## TEKS HASIL EKSTRAKSI
........
Komponen yang manakah yang masih lemah itu? Tentang ini pengamat otomotif Soehari Sargo dan Ketua Gaikindo Herman Latif memberikan gambaran yang cukup jelas. Andaikan struktur industri otomotif digambarkan sebagai piramida, ujung paling atas dan penting serta menjadi penggerak dari yang lain adalah industri utama. Industri utama inilah pembuat tiga produk pokok dari setiap jenis mobil. Pertama, platform, rangka dasar untuk meletakkan roda, kemudi, bodi, dan exel. Kedua, power train, inti dari mesin mobil seperti engine dan transmisi. Ketiga, body Shell.
Di bawah industri utama di dalam gambaran piramida adalah industri komponen khusus. Misalnya, piston, karburator, transmisi. Salah satu sifat yang membatasi industri komponen khusus adalah, ia hanya bisa berproduksi dengan spesifikasi sesuai permintaan industri utama. Dengan kata lain, biasanya setiap merk mempunyai pabrik komponen khusus sendiri, yang produknya hanya untuk mendukung industri utamanya.
........
[Item Tersimpan]
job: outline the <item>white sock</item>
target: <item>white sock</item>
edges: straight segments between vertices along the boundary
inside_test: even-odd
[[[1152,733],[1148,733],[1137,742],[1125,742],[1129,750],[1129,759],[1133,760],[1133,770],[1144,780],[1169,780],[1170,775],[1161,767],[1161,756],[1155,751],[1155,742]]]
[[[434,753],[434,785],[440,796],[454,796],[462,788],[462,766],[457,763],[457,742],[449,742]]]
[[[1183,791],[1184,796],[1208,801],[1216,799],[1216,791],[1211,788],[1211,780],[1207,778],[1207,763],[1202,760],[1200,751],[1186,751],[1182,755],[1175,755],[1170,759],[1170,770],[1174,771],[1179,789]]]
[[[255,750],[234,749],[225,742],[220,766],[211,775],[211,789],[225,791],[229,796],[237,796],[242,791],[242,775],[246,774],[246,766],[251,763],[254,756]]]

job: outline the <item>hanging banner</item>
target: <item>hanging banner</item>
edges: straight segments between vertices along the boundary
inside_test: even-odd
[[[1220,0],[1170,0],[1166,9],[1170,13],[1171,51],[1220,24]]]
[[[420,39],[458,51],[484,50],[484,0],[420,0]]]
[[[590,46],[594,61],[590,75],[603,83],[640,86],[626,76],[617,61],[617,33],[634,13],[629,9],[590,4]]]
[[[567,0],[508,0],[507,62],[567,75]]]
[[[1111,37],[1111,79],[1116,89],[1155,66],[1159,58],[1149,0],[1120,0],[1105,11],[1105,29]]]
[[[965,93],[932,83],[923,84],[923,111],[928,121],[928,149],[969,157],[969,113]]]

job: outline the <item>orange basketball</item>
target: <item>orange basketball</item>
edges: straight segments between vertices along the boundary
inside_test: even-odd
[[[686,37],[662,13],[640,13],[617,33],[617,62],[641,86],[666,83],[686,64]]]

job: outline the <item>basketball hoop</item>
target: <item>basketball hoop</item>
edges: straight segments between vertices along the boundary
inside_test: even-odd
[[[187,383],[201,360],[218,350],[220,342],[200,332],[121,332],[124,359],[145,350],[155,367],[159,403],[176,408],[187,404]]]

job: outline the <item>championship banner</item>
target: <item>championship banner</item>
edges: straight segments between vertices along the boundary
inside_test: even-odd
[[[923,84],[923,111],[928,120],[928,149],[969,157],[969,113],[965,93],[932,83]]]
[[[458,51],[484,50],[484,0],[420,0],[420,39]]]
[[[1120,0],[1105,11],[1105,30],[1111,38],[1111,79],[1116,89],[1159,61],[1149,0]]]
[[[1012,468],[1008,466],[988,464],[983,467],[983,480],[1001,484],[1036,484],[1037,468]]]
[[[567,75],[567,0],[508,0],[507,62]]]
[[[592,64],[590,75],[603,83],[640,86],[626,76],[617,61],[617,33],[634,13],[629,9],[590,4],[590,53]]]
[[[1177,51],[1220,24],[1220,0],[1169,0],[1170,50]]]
........
## TUGAS LATIHAN
**a.** Tampilkan bagian teks industri otomotif mulai dari "Komponen yang manakah" sampai "Ketiga, body Shell." tanpa mengubah apa pun.
**b.** Teruskan teks tentang struktur industri otomotif dengan menulis bagian berikutnya setelah kalimat terakhirnya.
Materi tersebut tidak ada hubungannya dengan teks tentang industri otomotif.

## JAWABAN
**a.**
Komponen yang manakah yang masih lemah itu? Tentang ini pengamat otomotif Soehari Sargo dan Ketua Gaikindo Herman Latif memberikan gambaran yang cukup jelas. Andaikan struktur industri otomotif digambarkan sebagai piramida, ujung paling atas dan penting serta menjadi penggerak dari yang lain adalah industri utama. Industri utama inilah pembuat tiga produk pokok dari setiap jenis mobil. Pertama, platform, rangka dasar untuk meletakkan roda, kemudi, bodi, dan exel. Kedua, power train, inti dari mesin mobil seperti engine dan transmisi. Ketiga, body Shell.

**b.**
Meski, di Indonesia pernah dicoba diproduksi komponen khusus yang bersifat lintas merk. Yaitu ketika Mitsubishi (Krama Yudha Tuga Berlian) bekerja sama dengan Suzuki (Indomobil), yang antara lain menghasilkan Suzuki Futura. Jenis ini diproduksi dengan mesin Mitsubishi dan bodi Suzuki. Menimbulkan pertanyaan, kenapa merk-merk lain tak mencobanya juga.
Di bawah itu adalah industri komponen umum (universal). Sesuai dengan namanya, komponen yang dihasilkan oleh industri ini bisa digunakan di semua merek. Misalnya saja ban, atau kabel. Struktur yang paling bawah adalah industri bahan baku, seperti baja, juga keramik.
Di Jepang, Amerika, atau Korea Selatan, sebuah industri utama rata-rata bisa memenuhi kebutuhan pembuatan mobil sampai 33%. Sebabnya antara lain, industri utama itu sama dengan industri otomotifnya.
Tapi di Indonesia, para ATPM pada mulanya sepenuhnya hanya berperan sebagai agen penjualan. Sekarang, persisnya sejak ATPM juga didorong untuk menjadi produsen, ATPM pun tak bisa menjadi produsen secara utuh. Sebab ATPM kemudian mendirikan perusahaan yang khusus untuk merakit (assembler. Astra International misalnya, mendirikan Toyota Astra Motor, dan Krama Yudha mendirikan Krama Yudha Kusuma Motor sebagai pabrik perakitannya. Sedangkan untuk membuat komponennya, Astra mendirikan Multi Astra dan Toyota Engine.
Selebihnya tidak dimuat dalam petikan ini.